| SUPPLIED TEXT |
---*---
# Overview¶

I recently stumbled upon the world of distributional Q-learning, and I hope to share some of the insights I've made from reading the following papers:

This article will loosely work through the two papers in order, as they build on each other, but hopefully I can trim off most of the extraneous information and present you with a nice overview of distributional RL, how it works, and how to improve upon the most basic distributional algorithms to get to the current state-of-the-art.

First I'll introduce distributional Q-learning and try to provide some motivations for using it. Then I'll highlight the strategies used in the development of C51, one of the first highly successful distributional Q-learning algorithms (paper #1). Then I'll introduce implicit quantile networks (IQNs) and explain their improvements to C51 (paper #2).

Quick disclaimer: I'm assuming you're familiar with how Q-learning works. That includes V and Q functions, Bellman backups, and the various learning stability tricks like target networks and replay buffers that are commonly used.

Another important note is that these algorithms are only for discrete action spaces.

# Motivations for Distributional Deep Q-Learning¶

In standard Q-Learning, we attempt to learn a function $Q(s, a): \mathcal{S \times A} \rightarrow \mathbb{R}$ that maps state-action pairs to the expected return from that state-action pair. This gives us a pretty accurate idea of how good specific actions are in specific states (if our $Q$ is accurate), but it's missing some information. There exist distributions of returns that we can receive from each state-action pair, and the expectations/means of these distributions is what $Q$ attempts to learn. But why only learn the expectation? Why not try to learn the whole distribution?

Before diving into the algorithms that have been developed for this specific purpose, it's helpful to think about why this is beneficial in the first place. After all, learning a distribution is a lot more complicated than learning a single number, and we don't want to waste precious computational resources on doing something that doesn't help much.

### Stabilized Learning¶

The first possibility I'll throw out there is that learning distributions could stabilize learning. This may seem unintuitive at first, seeing as we're trying to learn something much more complicated than an ordinary $Q$ function. But let's think about what happens when stochasticity in our environment results in our agent receiving a highly unusual return. I'll use the example of driving a car through an intersection.

Let's say you're waiting at a red light that turns green. You begin to drive forward, expecting to simply cruise through the intersection and be on your way. Your internal model of your driving is probably saying "there's no way anything bad will happen if you go straight right now", and there's no reason to think otherwise. But now let's say another driver on the road perpendicular to yours runs straight through their red light and crashes into you. You would be right to be incredibly surprised by this turn of events (and hopefully not dead, either), but how surprised should you be?
---*---
[Records from a data source]

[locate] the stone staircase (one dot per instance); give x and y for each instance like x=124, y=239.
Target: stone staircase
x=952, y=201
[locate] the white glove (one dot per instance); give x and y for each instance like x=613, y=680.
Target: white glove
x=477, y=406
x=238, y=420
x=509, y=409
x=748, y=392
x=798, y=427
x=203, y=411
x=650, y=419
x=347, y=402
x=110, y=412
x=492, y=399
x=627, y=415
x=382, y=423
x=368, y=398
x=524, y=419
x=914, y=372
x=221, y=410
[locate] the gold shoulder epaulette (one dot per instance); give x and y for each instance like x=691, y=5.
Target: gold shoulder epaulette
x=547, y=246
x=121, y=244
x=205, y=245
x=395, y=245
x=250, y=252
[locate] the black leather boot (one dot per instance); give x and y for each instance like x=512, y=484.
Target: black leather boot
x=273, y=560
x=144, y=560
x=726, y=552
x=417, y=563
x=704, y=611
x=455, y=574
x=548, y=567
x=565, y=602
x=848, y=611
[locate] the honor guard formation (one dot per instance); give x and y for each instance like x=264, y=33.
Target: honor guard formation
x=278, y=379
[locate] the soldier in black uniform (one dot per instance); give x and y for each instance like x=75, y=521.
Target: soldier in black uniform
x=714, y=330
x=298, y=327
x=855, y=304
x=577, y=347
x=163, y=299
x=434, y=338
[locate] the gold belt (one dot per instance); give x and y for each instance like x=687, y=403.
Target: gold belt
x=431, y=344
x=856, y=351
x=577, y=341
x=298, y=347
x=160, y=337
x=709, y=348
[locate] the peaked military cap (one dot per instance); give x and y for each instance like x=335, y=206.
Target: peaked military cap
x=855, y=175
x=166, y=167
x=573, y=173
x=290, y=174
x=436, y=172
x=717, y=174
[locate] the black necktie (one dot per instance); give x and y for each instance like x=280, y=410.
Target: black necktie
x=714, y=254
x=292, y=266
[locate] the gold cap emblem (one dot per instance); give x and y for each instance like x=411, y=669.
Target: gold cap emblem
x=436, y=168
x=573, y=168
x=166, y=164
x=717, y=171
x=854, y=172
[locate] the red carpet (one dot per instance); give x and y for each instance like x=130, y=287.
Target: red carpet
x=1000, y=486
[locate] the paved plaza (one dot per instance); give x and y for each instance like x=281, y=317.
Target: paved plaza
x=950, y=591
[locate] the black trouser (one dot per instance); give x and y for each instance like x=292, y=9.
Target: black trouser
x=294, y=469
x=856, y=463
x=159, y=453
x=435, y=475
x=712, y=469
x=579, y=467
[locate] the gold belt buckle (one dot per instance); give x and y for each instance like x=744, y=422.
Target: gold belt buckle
---*---
| REQUIRED TASKS |
1/ In the records, reproduce the lines verbatim, starting with the line containing "[locate] the gold shoulder" and ending after the line containing "x=292, y=266".
2/ Continue the article on distributional Q-learning from the point where it stops.

| RESULTS IN ORDER |
1/
[locate] the gold shoulder epaulette (one dot per instance); give x and y for each instance like x=691, y=5.
Target: gold shoulder epaulette
x=547, y=246
x=121, y=244
x=205, y=245
x=395, y=245
x=250, y=252
[locate] the black leather boot (one dot per instance); give x and y for each instance like x=512, y=484.
Target: black leather boot
x=273, y=560
x=144, y=560
x=726, y=552
x=417, y=563
x=704, y=611
x=455, y=574
x=548, y=567
x=565, y=602
x=848, y=611
[locate] the honor guard formation (one dot per instance); give x and y for each instance like x=264, y=33.
Target: honor guard formation
x=278, y=379
[locate] the soldier in black uniform (one dot per instance); give x and y for each instance like x=75, y=521.
Target: soldier in black uniform
x=714, y=330
x=298, y=327
x=855, y=304
x=577, y=347
x=163, y=299
x=434, y=338
[locate] the gold belt (one dot per instance); give x and y for each instance like x=687, y=403.
Target: gold belt
x=431, y=344
x=856, y=351
x=577, y=341
x=298, y=347
x=160, y=337
x=709, y=348
[locate] the peaked military cap (one dot per instance); give x and y for each instance like x=335, y=206.
Target: peaked military cap
x=855, y=175
x=166, y=167
x=573, y=173
x=290, y=174
x=436, y=172
x=717, y=174
[locate] the black necktie (one dot per instance); give x and y for each instance like x=280, y=410.
Target: black necktie
x=714, y=254
x=292, y=266

2/
If your internal driving model was based only on expected returns, then you wouldn't predict that this accident would occur at all. And since it just did happen, you may be tempted to drastically change your internal model and, as a result, be scared of intersections for quite a bit until you're convinced that they're safe again; however, what if your driving model was based on a distribution over all possible returns? If you mentally assigned a probability of 0.00001 to this accident occurring, and if you've driven through 100,000 intersections before throughout your lifetime, then this accident isn't really that surprising. It still totally sucks and your car is probably totaled, but you shouldn't be irrationally scared of intersections now. After all, you just proved that your model was right!

So yeah that's kinda dark, but I think it highlights how learning a distribution instead of an expectation can reduce the effects of environment stochasticity1

### Risk Sensitive Policies¶

Using distributions over returns also allows us to create brand new classes of policies that take risk into account when deciding which actions to take. I'll use another example that doesn't involve driving but is equally as deadly :) Let's say you need to cross a gorge in the shortest amount of time possible (I'm not sure why, but you do. This is a poorly formulated example). You have two options: using a sketchy bridge that looks like it may fall apart at any moment, or you could walk down a set of stairs on one side of the gorge and then up a set of stairs on the other side. The latter option is incredibly safe. It'll still take significantly longer than using the bridge, though, so is it worth it?

For the purposes of this example, let's give dying a reward of $-1000$ and give every non-deadly interaction with the environment a reward of $-1$. Let's also say that taking the bridge gets you across the gorge in $10$ seconds with probability $0.5$ of making it across safely. Taking the stairs gets you across the gorge $100%$ of the time, but it takes $100$ seconds instead.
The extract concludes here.